[RAW DATA]:
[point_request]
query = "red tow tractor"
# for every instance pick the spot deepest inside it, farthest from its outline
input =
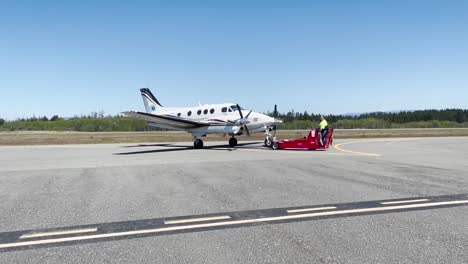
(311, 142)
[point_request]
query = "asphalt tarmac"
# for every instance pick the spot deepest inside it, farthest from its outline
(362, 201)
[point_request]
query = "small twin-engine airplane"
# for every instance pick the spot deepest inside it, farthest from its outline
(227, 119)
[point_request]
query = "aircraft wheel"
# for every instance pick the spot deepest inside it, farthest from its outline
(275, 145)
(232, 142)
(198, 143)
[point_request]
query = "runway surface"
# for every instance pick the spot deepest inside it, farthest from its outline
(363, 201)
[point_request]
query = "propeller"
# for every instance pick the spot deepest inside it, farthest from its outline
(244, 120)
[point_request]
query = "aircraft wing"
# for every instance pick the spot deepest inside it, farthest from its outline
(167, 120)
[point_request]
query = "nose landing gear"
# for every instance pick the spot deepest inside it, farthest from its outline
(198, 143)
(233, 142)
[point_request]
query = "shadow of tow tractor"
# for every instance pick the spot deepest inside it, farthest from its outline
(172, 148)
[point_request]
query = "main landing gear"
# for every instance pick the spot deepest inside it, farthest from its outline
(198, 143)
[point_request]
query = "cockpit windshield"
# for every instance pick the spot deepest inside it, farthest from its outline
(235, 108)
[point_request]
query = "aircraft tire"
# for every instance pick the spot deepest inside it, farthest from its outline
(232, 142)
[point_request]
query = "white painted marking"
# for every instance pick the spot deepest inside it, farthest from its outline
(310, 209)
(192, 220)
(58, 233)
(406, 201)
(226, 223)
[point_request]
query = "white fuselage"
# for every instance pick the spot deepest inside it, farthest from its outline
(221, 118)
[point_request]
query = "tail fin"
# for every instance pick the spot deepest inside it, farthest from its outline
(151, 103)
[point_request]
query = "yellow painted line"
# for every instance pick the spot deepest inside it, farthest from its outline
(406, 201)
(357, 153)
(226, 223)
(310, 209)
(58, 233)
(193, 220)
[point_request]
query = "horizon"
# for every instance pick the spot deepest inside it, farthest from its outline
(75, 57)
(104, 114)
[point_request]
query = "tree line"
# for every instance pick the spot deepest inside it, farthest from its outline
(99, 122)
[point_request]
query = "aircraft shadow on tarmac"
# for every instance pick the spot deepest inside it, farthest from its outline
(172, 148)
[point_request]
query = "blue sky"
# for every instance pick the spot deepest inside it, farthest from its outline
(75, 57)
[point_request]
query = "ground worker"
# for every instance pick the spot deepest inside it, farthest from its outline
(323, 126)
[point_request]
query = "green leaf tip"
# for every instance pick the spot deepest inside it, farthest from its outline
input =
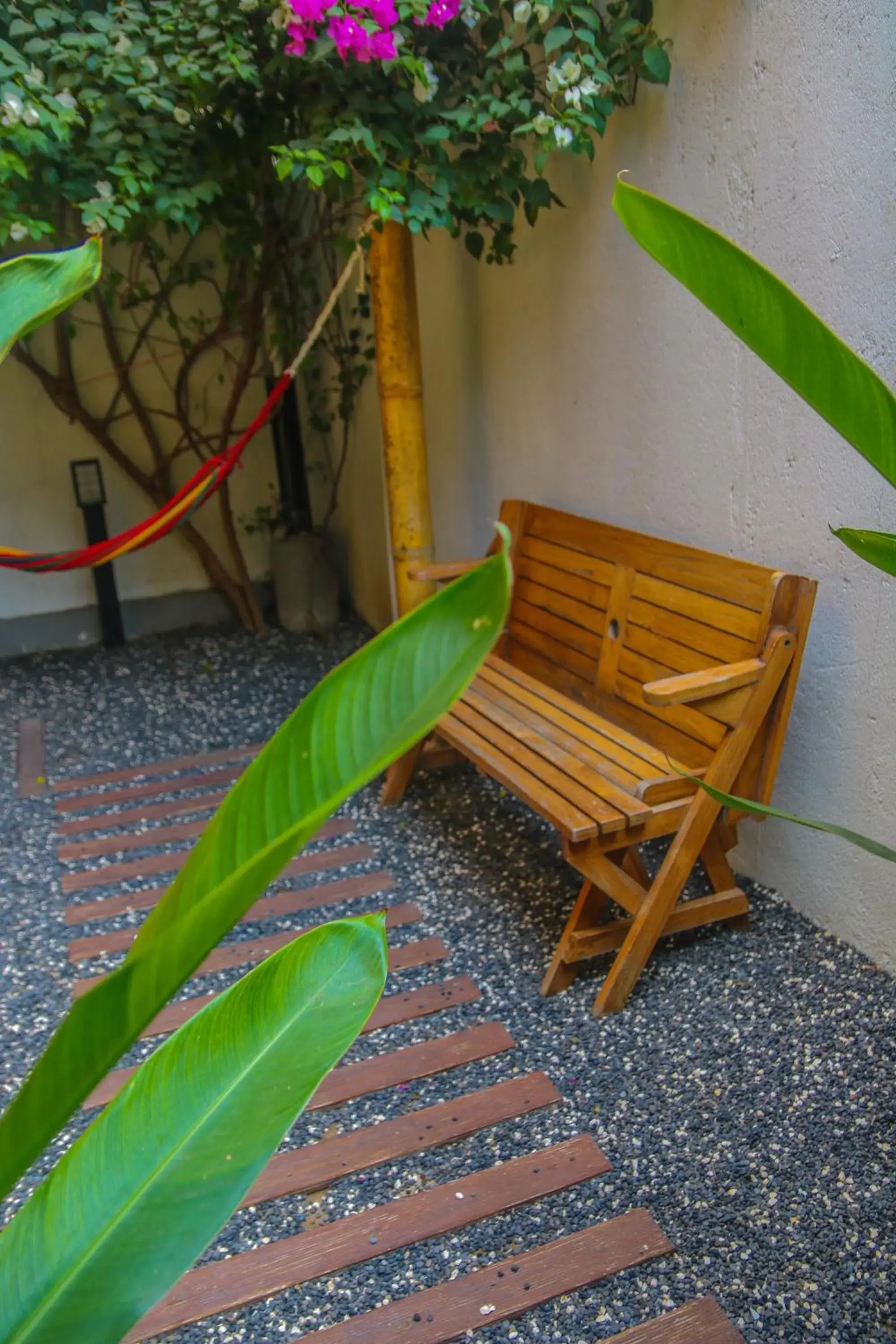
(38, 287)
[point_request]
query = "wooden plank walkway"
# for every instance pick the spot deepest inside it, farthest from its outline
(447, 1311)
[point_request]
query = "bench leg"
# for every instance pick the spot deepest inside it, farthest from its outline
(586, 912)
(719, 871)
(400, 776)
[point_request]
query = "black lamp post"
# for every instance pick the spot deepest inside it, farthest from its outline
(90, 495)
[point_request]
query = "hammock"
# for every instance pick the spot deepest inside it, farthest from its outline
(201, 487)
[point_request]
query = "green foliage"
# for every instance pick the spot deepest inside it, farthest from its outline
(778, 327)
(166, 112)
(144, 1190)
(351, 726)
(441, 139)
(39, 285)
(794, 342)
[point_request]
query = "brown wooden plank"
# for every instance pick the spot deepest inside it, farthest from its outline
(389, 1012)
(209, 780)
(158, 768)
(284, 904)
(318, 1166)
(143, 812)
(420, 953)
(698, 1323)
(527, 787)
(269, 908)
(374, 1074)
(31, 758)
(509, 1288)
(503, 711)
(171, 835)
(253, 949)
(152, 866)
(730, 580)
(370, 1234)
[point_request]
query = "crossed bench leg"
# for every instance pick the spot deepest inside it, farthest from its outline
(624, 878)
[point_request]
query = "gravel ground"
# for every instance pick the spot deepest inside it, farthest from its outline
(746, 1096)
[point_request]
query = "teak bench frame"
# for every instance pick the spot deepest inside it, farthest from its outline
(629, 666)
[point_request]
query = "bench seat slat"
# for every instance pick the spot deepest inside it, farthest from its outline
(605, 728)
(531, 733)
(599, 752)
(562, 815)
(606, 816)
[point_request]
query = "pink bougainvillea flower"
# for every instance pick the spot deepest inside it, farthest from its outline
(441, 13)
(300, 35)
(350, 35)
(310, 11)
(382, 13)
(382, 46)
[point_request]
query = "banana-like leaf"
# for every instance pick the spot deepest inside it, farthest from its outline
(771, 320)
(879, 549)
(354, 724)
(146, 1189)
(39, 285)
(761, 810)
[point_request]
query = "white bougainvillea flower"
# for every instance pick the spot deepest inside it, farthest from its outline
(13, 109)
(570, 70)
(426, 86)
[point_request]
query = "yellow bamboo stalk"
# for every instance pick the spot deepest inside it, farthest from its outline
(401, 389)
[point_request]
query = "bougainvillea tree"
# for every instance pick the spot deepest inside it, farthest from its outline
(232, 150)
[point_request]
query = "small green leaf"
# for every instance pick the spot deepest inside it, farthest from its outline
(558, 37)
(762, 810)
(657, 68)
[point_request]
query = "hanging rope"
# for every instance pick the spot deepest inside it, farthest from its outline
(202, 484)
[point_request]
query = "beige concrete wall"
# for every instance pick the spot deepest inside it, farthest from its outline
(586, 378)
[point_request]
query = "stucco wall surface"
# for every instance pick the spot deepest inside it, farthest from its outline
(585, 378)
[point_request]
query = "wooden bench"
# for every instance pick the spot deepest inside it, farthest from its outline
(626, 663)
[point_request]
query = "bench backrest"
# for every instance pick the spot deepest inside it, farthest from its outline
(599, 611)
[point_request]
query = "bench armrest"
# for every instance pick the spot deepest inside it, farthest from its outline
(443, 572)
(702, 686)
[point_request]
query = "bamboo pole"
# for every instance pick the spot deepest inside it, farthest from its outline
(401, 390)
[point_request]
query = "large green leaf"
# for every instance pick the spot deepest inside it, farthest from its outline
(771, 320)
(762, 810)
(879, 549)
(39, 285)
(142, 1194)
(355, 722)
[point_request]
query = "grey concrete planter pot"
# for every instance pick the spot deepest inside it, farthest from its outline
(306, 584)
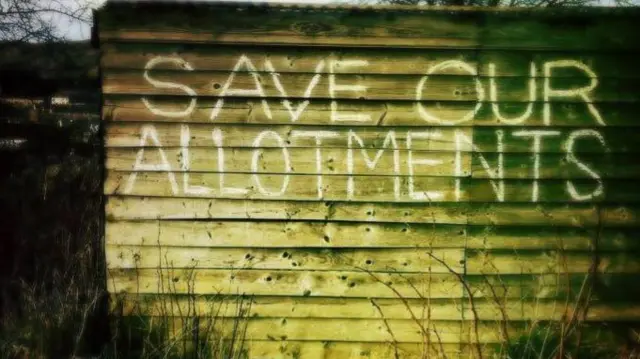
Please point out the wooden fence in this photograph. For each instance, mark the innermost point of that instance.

[YOUR INSTRUCTIONS]: In the copy you write, the data above must appear exactly, with no pictures.

[TASK RESPONSE]:
[point_request]
query = "red tow tractor"
# for every instance pick the spot deepest inside it, farthest from its outline
input =
(311, 142)
[point_request]
query = "asphalt tarmac"
# for every instance pick the spot deepest inside it, farthest from its outline
(362, 201)
[point_request]
query = "small twin-engine airplane"
# for every instance pick the spot deepest inside it, farthest from its outline
(227, 119)
[point_request]
query = "aircraft wheel"
# for every instance pick the spot deepest inside it, farthest from its outline
(275, 145)
(232, 142)
(198, 143)
[point_request]
query = "runway surface"
# for every instance pick the spot deepest inside it, farthest from its outline
(363, 201)
[point_request]
query = "propeller"
# for every instance pick the spot deepest inside it, farthest from its outline
(244, 120)
[point_request]
query = "aircraft wing"
# for every instance pick the spot deepest inside it, farthest from its outline
(167, 120)
[point_request]
query = "nose landing gear"
# for every instance pick the spot deepest inside it, farthest from its outline
(198, 143)
(233, 142)
[point_request]
query = "shadow of tow tractor"
# for every instance pick the spot deepest inside it, farthest from its outline
(172, 148)
[point_request]
query = "main landing gear"
# for every instance pick the spot deepest inside it, farthest from its outline
(198, 143)
[point_request]
query = "cockpit windshield"
# for every instance pick the spot deepest inside it, farthest from its outline
(235, 108)
[point_request]
query = "aircraft tire"
# for every instance pick the spot deepest inside it, farthest from its outline
(232, 142)
[point_request]
query = "white painted marking"
# for every instance pick the spot deepest inside it, farthest from its outline
(310, 209)
(192, 220)
(58, 233)
(406, 201)
(226, 223)
[point_request]
query = "white fuselage"
# for every instance pick the spot deepest inside it, farthest from its outline
(221, 118)
[point_request]
query = "tail fin"
# for every instance pick the spot deepest inside it, farthest from its outline
(151, 103)
[point_request]
query = "yellow painted line"
# for every instance pick the spot deepest inside it, farthest from its outline
(406, 201)
(357, 153)
(226, 223)
(310, 209)
(58, 233)
(193, 220)
[point_request]
query = "horizon"
# for every instance pick the spot deepest inside it, farthest from its outline
(75, 57)
(104, 114)
[point_request]
query = "tree line"
# for every instance pick the spot deepest inside it, farthest from its outline
(99, 122)
[point_request]
query = "aircraft shadow on tarmac"
# for every instance pick the spot deepest inside it, farthest from its outline
(172, 148)
[point_request]
query = "blue sky"
# for every instance pick the spot deepest inside it, farthest from its outline
(75, 57)
[point_request]
query = "ground worker"
# for every instance pick the spot deepest inside it, farthest from its outline
(323, 126)
[point_request]
query = "green leaf tip"
# for every instance pick the spot deepest inside it, farthest from its outline
input =
(38, 287)
[point_request]
query = "wooden plank walkway"
# for every instance pick the spot deepest inside it, farthest from its outline
(447, 1311)
[point_request]
query = "bench leg"
# for every instance pick the spot deepest inside it, farthest from its outline
(586, 912)
(719, 871)
(400, 776)
[point_request]
query = "black lamp post"
# for every instance pick the spot deepest inside it, farthest from its outline
(90, 495)
[point_request]
query = "hammock"
# for every instance pick the spot deepest inside it, farthest from its outline
(201, 487)
[point_request]
query = "green foliage"
# for every instance pick the spot deepest inside it, farthest from its outline
(778, 327)
(166, 112)
(144, 1190)
(351, 726)
(441, 139)
(39, 285)
(794, 342)
[point_request]
query = "brown wooden plank"
# for every instance pick the spot deepest inside it, farthest from its outline
(389, 1012)
(209, 780)
(158, 768)
(284, 904)
(318, 1166)
(143, 812)
(420, 953)
(698, 1323)
(527, 787)
(269, 908)
(374, 1074)
(31, 758)
(509, 1288)
(503, 711)
(171, 835)
(253, 949)
(152, 866)
(730, 580)
(370, 1234)
[point_request]
query = "crossed bench leg"
# for every instance pick the spot deepest inside it, farthest from its outline
(624, 878)
[point_request]
query = "gravel ground"
# for every instance pick the spot deepest inside it, farthest from its outline
(746, 1096)
[point_request]
query = "teak bench frame"
# for every instance pick the spot deepest inside it, farthest from its outline
(629, 666)
[point_request]
query = "bench seat slat"
# for every instance pick the spot deepest inside it, farthest from its outline
(605, 728)
(531, 733)
(599, 752)
(562, 815)
(606, 816)
[point_request]
query = "pink bougainvillea flower"
# for every instance pick the spot deepest inside it, farthest from its outline
(441, 13)
(300, 35)
(350, 35)
(310, 11)
(382, 13)
(382, 46)
[point_request]
query = "banana-like leaf"
# for every instance pick the spot deepest inside it, farthest from its outline
(771, 320)
(879, 549)
(354, 724)
(146, 1189)
(39, 285)
(761, 810)
[point_request]
query = "white bougainvillea flower"
# for every instance pick the spot deepest inside it, farthest from its outline
(13, 109)
(570, 70)
(426, 86)
[point_request]
query = "yellow bamboo stalk"
# for every instance pick the spot deepest inside it, farthest from its outline
(401, 389)
[point_request]
query = "bougainvillea tree"
# for every instance pick the spot deepest inside it, farthest from its outline
(232, 150)
[point_request]
query = "small green leaf"
# for every instance pick the spot deepest inside it, farthest from its outline
(558, 37)
(762, 810)
(657, 68)
[point_request]
query = "hanging rope"
# for every instance pick the spot deepest inside it, farthest from its outline
(202, 484)
[point_request]
query = "beige concrete wall"
# for every instance pick the spot deepest inside it, farthest from its outline
(586, 378)
[point_request]
query = "stucco wall surface"
# for every instance pick the spot deepest inside it, farthest from its outline
(585, 378)
[point_request]
query = "wooden bench"
# for every instance pick the spot deepest inside it, farthest from its outline
(626, 663)
[point_request]
query = "bench backrest"
# for every instance pick the spot deepest inside it, farthest from its outline
(599, 611)
[point_request]
query = "bench armrest"
# for every instance pick the spot deepest inside it, farthest from its outline
(443, 572)
(702, 686)
[point_request]
query = "bamboo pole"
# for every instance pick the spot deepest inside it, farthest from its outline
(401, 390)
[point_request]
query = "large green leaf"
# for every instance pick the spot deepest inside it, farthest from its outline
(771, 320)
(762, 810)
(879, 549)
(39, 285)
(142, 1194)
(355, 722)
[point_request]
query = "grey concrete planter pot"
# for every instance pick the spot deepest inside it, farthest from its outline
(306, 584)
Please point out the wooden fence in this photograph. For each instance, mark the innermost point of that instance.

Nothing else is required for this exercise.